### Exercise requirements
Please return each of the entries exactly, minus their pictures.

### Extracted entries
--- START ---

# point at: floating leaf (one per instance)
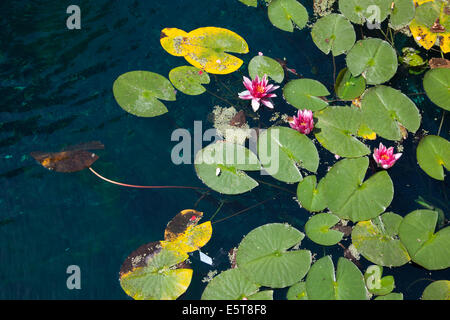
(206, 48)
(349, 87)
(306, 94)
(317, 228)
(137, 92)
(310, 195)
(433, 154)
(297, 292)
(438, 290)
(220, 166)
(352, 199)
(402, 14)
(391, 296)
(262, 65)
(284, 13)
(347, 284)
(189, 80)
(385, 110)
(336, 130)
(154, 273)
(71, 159)
(264, 258)
(376, 284)
(231, 285)
(374, 58)
(426, 248)
(281, 150)
(377, 240)
(437, 86)
(358, 11)
(333, 33)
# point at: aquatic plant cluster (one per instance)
(350, 200)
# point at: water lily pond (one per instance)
(225, 150)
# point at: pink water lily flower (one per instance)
(259, 91)
(304, 122)
(384, 157)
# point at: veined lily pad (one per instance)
(232, 285)
(385, 109)
(206, 48)
(189, 80)
(433, 154)
(336, 131)
(297, 292)
(438, 290)
(358, 11)
(317, 228)
(283, 14)
(349, 87)
(137, 92)
(376, 284)
(347, 284)
(391, 296)
(402, 14)
(333, 33)
(350, 198)
(437, 86)
(282, 149)
(262, 65)
(377, 240)
(154, 273)
(264, 258)
(311, 195)
(220, 166)
(426, 248)
(305, 94)
(374, 59)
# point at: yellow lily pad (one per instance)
(206, 48)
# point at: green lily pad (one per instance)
(137, 92)
(433, 154)
(349, 87)
(297, 292)
(376, 284)
(189, 80)
(261, 65)
(221, 167)
(391, 296)
(403, 13)
(310, 195)
(250, 3)
(426, 248)
(350, 198)
(437, 86)
(347, 284)
(154, 273)
(336, 130)
(374, 59)
(281, 150)
(305, 94)
(377, 240)
(283, 14)
(385, 109)
(317, 228)
(333, 33)
(438, 290)
(231, 285)
(264, 258)
(359, 11)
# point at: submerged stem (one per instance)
(140, 187)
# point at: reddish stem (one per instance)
(140, 187)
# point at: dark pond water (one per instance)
(56, 90)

--- END ---

### Written answer
# point at: floating leaf (one per instance)
(206, 48)
(349, 87)
(306, 94)
(317, 228)
(137, 92)
(310, 195)
(433, 154)
(297, 292)
(438, 290)
(220, 166)
(352, 199)
(402, 14)
(391, 296)
(262, 65)
(284, 13)
(347, 284)
(189, 80)
(385, 110)
(336, 130)
(154, 273)
(71, 159)
(264, 258)
(376, 284)
(231, 285)
(374, 58)
(426, 248)
(281, 150)
(377, 240)
(437, 86)
(358, 11)
(333, 33)
# point at: aquatic plant cluster (one per instance)
(350, 200)
# point at: water lily pond (one per instance)
(225, 150)
# point at: pink water lily flower (one per instance)
(259, 91)
(304, 122)
(384, 157)
# point at: veined lily pad (one per instance)
(232, 285)
(385, 109)
(206, 48)
(189, 80)
(433, 154)
(336, 131)
(297, 292)
(438, 290)
(358, 11)
(317, 228)
(283, 14)
(349, 87)
(137, 92)
(376, 284)
(347, 284)
(391, 296)
(402, 14)
(333, 33)
(350, 198)
(437, 86)
(282, 149)
(262, 65)
(377, 240)
(154, 273)
(264, 258)
(311, 195)
(220, 166)
(426, 248)
(305, 94)
(374, 59)
# point at: yellow lily pad (one per instance)
(206, 48)
# point at: green lily pad (one per instance)
(137, 92)
(433, 154)
(349, 87)
(297, 292)
(376, 284)
(189, 80)
(261, 65)
(221, 167)
(391, 296)
(403, 13)
(310, 195)
(250, 3)
(426, 248)
(350, 198)
(437, 86)
(347, 284)
(154, 273)
(336, 130)
(374, 59)
(281, 150)
(305, 94)
(377, 240)
(283, 14)
(385, 109)
(317, 228)
(333, 33)
(438, 290)
(231, 285)
(264, 258)
(359, 11)
# point at: submerged stem (one per instance)
(140, 187)
# point at: reddish stem (one per instance)
(140, 187)
# point at: dark pond water (one per instance)
(56, 90)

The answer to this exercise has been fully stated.